◆ **Your goal**
Where in the records does the word "screen" appear? Copy each line that holds it.

◆ **Records supplied**
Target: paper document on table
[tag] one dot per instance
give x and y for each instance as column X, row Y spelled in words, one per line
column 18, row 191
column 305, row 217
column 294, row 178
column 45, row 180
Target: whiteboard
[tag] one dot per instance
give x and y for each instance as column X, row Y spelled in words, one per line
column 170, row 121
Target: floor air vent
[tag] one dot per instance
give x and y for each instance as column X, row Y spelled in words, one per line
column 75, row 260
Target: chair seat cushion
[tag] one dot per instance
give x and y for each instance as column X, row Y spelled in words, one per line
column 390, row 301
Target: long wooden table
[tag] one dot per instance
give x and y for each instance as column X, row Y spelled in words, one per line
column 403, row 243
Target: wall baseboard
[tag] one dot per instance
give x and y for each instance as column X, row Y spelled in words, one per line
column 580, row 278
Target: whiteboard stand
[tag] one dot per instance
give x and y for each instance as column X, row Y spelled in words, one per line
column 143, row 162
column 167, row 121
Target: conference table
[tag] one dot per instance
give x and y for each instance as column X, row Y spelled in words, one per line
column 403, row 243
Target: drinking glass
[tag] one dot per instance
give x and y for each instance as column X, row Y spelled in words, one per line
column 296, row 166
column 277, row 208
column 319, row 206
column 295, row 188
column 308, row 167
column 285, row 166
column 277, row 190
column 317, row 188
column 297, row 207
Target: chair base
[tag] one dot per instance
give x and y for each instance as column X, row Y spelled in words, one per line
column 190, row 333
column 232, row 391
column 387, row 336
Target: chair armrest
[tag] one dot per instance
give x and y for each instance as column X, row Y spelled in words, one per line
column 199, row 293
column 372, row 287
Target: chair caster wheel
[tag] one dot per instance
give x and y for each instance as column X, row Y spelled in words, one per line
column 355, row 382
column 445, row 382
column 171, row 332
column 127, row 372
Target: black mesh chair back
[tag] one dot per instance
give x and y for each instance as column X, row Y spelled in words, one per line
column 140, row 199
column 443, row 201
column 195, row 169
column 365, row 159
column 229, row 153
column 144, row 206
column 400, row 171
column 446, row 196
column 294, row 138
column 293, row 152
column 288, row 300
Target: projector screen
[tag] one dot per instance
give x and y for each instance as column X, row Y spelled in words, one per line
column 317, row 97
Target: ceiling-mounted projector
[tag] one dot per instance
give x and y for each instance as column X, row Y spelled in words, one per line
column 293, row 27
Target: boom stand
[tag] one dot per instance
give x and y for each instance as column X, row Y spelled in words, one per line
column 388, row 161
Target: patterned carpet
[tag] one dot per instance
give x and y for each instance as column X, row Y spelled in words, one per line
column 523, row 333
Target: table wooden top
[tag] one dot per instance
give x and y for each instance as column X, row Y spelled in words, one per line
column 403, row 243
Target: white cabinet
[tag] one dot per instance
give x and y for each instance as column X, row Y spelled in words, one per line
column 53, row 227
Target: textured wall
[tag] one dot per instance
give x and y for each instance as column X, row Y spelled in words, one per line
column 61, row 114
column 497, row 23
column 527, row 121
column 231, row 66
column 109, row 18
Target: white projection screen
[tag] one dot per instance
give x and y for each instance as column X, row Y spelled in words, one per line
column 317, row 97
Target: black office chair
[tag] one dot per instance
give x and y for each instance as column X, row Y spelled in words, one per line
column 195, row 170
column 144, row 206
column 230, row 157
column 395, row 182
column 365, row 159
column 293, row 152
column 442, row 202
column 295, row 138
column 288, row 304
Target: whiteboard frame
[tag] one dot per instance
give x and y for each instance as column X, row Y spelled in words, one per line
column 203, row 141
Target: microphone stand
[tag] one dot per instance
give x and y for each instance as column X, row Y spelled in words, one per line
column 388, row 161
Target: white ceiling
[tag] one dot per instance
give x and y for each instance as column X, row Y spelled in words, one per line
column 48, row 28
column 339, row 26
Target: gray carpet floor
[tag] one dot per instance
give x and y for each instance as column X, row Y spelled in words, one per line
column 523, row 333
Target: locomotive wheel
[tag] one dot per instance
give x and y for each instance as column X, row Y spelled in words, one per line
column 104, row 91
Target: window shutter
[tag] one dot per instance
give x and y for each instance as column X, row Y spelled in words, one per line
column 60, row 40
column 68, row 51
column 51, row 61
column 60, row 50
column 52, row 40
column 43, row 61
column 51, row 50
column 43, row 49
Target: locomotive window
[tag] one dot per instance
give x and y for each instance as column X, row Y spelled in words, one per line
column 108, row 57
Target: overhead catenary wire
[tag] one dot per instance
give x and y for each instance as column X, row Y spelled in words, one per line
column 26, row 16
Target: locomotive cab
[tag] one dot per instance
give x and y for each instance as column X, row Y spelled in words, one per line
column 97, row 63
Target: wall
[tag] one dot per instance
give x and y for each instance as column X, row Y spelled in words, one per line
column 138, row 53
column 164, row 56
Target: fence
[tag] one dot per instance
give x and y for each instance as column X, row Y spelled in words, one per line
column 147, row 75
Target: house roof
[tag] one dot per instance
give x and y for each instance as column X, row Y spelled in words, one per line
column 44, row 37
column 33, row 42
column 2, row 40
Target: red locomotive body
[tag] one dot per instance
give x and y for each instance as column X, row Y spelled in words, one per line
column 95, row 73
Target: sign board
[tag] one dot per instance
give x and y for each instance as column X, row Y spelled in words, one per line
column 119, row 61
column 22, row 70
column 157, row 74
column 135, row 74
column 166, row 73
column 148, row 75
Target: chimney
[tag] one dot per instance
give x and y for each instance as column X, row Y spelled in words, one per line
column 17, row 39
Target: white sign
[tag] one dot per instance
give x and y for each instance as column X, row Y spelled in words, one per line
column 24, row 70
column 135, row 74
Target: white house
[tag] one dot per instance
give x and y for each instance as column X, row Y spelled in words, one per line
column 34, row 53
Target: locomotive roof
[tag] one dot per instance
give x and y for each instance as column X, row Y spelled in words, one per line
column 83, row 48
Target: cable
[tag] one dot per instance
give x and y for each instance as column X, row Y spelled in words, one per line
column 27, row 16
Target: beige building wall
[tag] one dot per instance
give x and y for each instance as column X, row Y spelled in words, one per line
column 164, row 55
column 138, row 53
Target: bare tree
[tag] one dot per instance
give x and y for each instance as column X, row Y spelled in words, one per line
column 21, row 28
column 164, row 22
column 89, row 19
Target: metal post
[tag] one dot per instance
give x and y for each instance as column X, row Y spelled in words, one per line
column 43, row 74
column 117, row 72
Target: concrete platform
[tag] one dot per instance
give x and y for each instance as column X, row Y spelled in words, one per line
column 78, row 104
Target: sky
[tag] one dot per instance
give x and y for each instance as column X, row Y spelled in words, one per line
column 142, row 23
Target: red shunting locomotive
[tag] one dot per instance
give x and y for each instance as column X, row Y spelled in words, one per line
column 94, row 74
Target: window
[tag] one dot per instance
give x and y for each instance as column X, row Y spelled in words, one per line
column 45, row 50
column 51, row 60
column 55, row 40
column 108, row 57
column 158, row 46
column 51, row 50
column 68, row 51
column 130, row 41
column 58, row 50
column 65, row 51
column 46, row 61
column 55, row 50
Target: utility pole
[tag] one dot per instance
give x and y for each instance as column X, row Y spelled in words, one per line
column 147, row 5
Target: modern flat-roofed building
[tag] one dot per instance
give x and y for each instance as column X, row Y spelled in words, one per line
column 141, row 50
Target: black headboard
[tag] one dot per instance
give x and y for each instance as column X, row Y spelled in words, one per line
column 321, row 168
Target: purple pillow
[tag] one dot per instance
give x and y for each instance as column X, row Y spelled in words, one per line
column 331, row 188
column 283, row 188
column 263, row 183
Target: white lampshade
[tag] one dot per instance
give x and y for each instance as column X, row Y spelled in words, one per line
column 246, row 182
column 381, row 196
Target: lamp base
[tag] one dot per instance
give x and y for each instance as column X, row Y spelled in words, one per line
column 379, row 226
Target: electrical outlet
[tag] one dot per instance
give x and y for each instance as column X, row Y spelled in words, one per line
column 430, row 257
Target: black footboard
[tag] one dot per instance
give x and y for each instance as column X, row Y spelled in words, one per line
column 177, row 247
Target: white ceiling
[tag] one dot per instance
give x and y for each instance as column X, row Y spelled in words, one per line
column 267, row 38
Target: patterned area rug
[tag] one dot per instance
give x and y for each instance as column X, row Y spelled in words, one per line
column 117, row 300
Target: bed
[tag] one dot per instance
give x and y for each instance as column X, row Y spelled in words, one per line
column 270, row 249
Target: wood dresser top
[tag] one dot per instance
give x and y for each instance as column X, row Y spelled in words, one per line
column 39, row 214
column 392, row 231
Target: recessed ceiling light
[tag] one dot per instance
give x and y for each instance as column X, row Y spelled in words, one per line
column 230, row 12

◆ **The completed task**
Target: projector screen
Target: white projection screen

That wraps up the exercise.